■ **Data listing**:

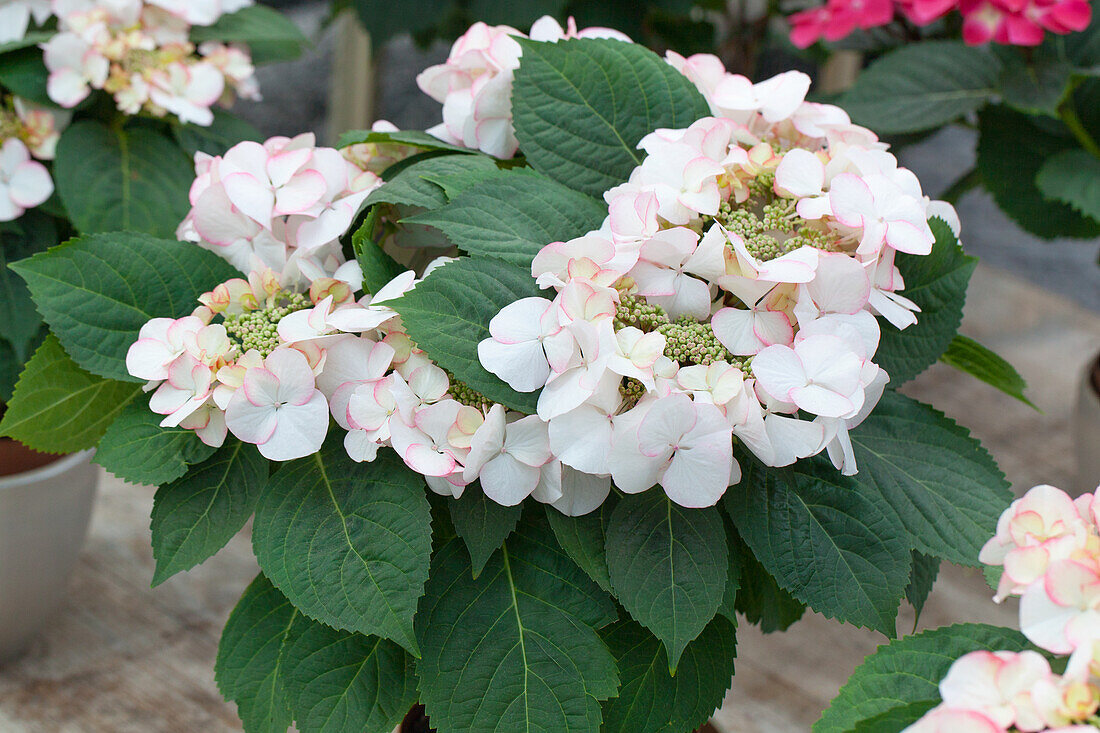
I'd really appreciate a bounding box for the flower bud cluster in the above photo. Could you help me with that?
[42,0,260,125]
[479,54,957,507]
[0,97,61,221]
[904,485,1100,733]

---

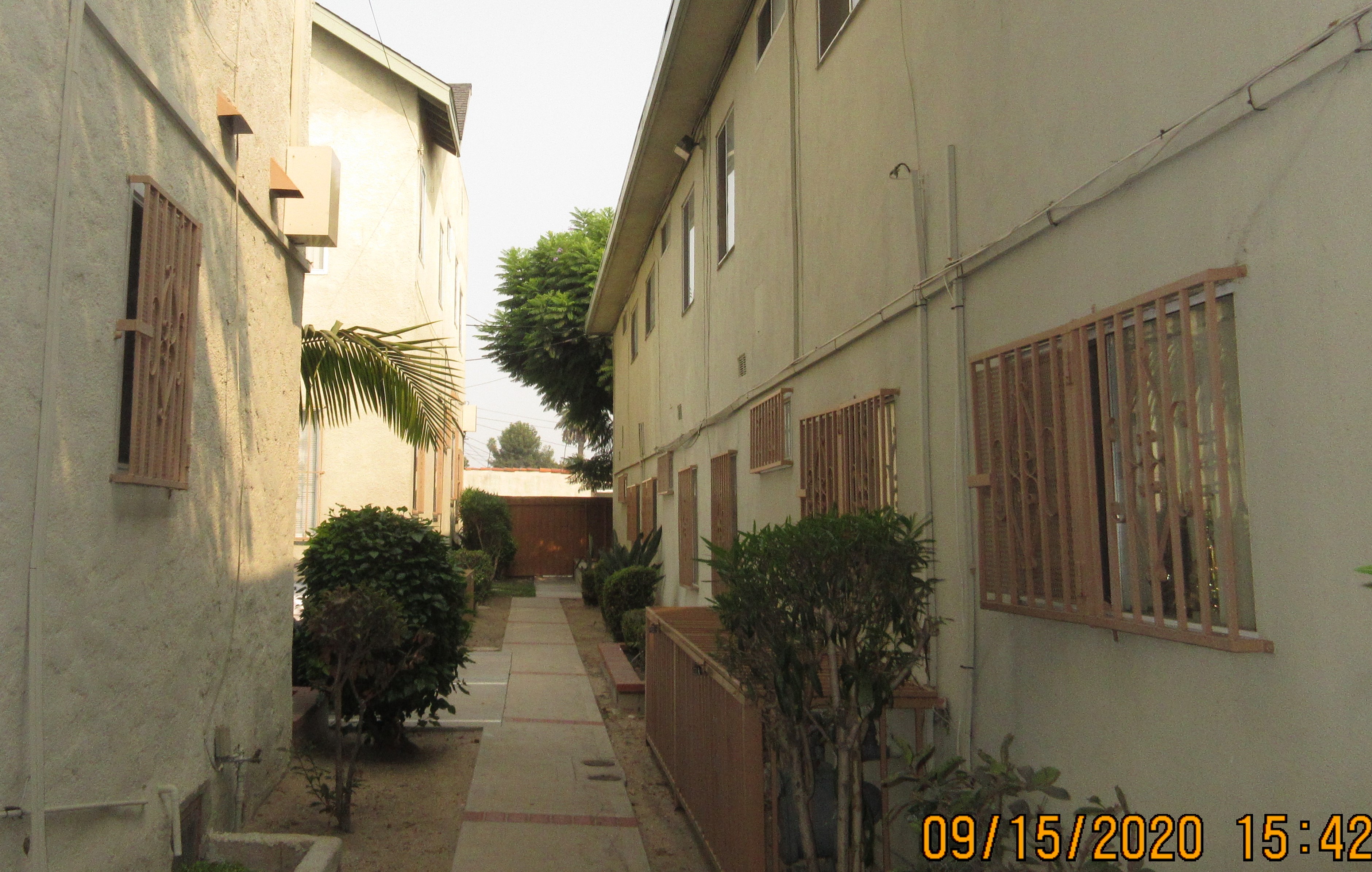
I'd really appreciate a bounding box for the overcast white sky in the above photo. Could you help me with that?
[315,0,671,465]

...

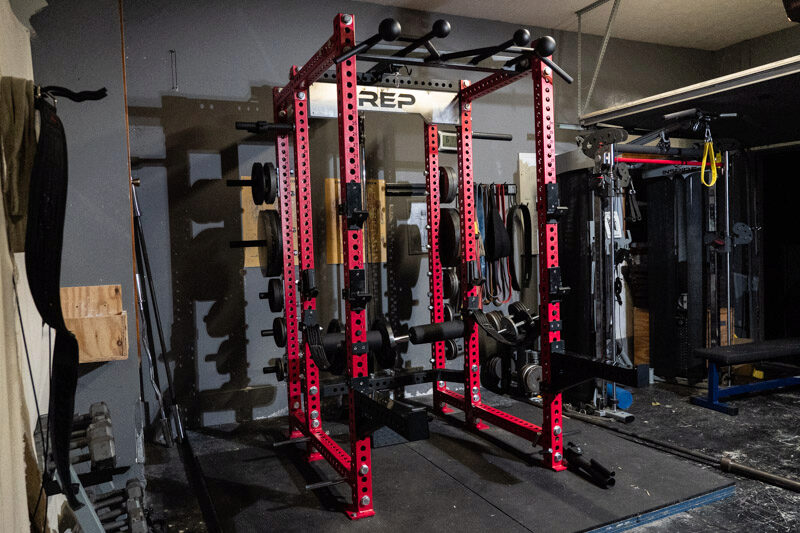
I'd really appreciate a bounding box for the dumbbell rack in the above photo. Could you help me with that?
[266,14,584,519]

■ **Set exercise**:
Reproduce verbatim the lines of the material between the line containing "I'd really appreciate a bounding box for the overcast" and the line containing "[315,0,671,465]", inclusive.

■ **Exercise response**:
I'd really appreciate a bounding box for the overcast white sky in the above photo. Could you help me with that?
[315,0,671,465]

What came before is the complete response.